━━ TEXTAUSZUG

Parallel dazu wird unten auf dem Boden mächtig viel ausdrucksgetanzt. P!nk hat einige ihrer besten Freunde und Freundinnen aus dem Jazztanz-Workshop für Fortgeschrittene mitgebracht. Die können nicht nur den Jitterbug ordnungsgemäß absolvieren. Auch wenn es um das Spezialfach sterbender Schwan oder erotische Spielfilmszenen mit Handlung und mysteriösen Masken geht, ist das Team von P!nk bestens aufgestellt. Dazwischen geht es dann wieder auf den Luster, die Seile und die Liebesschaukel.

P!nk wirkt dabei nicht nur extrem fit, sondern auch extrem sympathisch und trotz der endlosen Kostümwechsel weitgehend frei von Allüren. Sie bedankt sich auch recht schön für einen rosa Büstenhalter und diverse Stofftiere, die auf die Bühne geflogen kommen. Allerdings hat diese bodenständige Madonna der Arbeiterklasse trotz kräftiger Stimme und wuchtig immer auf die Zwölf gehender Begleitband ein kleines Manko.

━━━━
━━ BEREITGESTELLTES MATERIAL

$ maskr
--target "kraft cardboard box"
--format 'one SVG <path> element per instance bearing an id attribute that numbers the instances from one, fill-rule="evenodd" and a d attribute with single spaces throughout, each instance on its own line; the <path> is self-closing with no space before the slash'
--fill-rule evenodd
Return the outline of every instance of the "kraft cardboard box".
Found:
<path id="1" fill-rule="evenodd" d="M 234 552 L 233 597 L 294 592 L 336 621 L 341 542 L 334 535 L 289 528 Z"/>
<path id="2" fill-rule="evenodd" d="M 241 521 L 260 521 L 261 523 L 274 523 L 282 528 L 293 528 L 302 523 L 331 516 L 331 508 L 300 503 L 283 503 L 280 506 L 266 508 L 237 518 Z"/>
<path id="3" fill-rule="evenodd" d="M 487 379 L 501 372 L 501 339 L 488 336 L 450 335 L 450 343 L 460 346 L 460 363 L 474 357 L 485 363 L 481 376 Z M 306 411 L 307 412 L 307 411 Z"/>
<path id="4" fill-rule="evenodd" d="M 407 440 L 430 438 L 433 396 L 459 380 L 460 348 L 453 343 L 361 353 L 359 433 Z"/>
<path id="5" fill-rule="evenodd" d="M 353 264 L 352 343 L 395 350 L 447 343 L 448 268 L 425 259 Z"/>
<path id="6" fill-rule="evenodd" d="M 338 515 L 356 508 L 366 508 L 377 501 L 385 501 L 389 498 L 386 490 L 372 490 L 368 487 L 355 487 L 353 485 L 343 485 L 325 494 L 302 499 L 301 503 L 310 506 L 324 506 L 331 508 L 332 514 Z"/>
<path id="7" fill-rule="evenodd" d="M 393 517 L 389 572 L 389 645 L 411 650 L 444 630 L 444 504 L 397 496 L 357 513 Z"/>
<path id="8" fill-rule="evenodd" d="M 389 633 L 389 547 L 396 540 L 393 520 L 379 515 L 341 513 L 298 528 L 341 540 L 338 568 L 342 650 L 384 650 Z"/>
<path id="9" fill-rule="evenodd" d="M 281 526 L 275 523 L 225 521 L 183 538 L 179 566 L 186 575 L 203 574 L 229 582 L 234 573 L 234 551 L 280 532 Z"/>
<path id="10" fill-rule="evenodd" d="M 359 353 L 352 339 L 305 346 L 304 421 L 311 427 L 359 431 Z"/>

━━━━

## DEINE AUFGABEN
1. Beantworte die folgenden Fragen zum Konzertbericht über P!nk.
(a) Aus welchem Workshop hat P!nk Freunde und Freundinnen mitgebracht?
(b) Wofür bedankt sich P!nk?
(c) Welchen Tanz können diese Freunde ordnungsgemäß absolvieren?
2. Aktualisiere im Konzertbericht über P!nk den Abschnitt von „P!nk wirkt dabei“ bis „ein kleines Manko.“, indem du „Stofftiere“ durch „Plüschtiere“ ersetzt.
3. Entscheide für jede Aussage, ob sie mit dem Konzertbericht über P!nk übereinstimmt, und belege deine Antwort mit den entscheidenden Worten des Textes.
(a) P!nk wirkt trotz der vielen Kostümwechsel weitgehend frei von Allüren.
(b) Die Begleitband spielt leise und zurückhaltend.
(c) Zwischen den Tanzeinlagen geht es wieder auf den Luster.

## LÖSUNGEN
1.
(a) Aus dem Jazztanz-Workshop für Fortgeschrittene.
(b) Für einen rosa Büstenhalter und diverse Stofftiere, die auf die Bühne geflogen kommen.
(c) Den Jitterbug.

2.
P!nk wirkt dabei nicht nur extrem fit, sondern auch extrem sympathisch und trotz der endlosen Kostümwechsel weitgehend frei von Allüren. Sie bedankt sich auch recht schön für einen rosa Büstenhalter und diverse Plüschtiere, die auf die Bühne geflogen kommen. Allerdings hat diese bodenständige Madonna der Arbeiterklasse trotz kräftiger Stimme und wuchtig immer auf die Zwölf gehender Begleitband ein kleines Manko.

3.
(a) Ja: „trotz der endlosen Kostümwechsel weitgehend frei von Allüren“
(b) Nein: „wuchtig immer auf die Zwölf gehender Begleitband“
(c) Ja: „Dazwischen geht es dann wieder auf den Luster, die Seile und die Liebesschaukel.“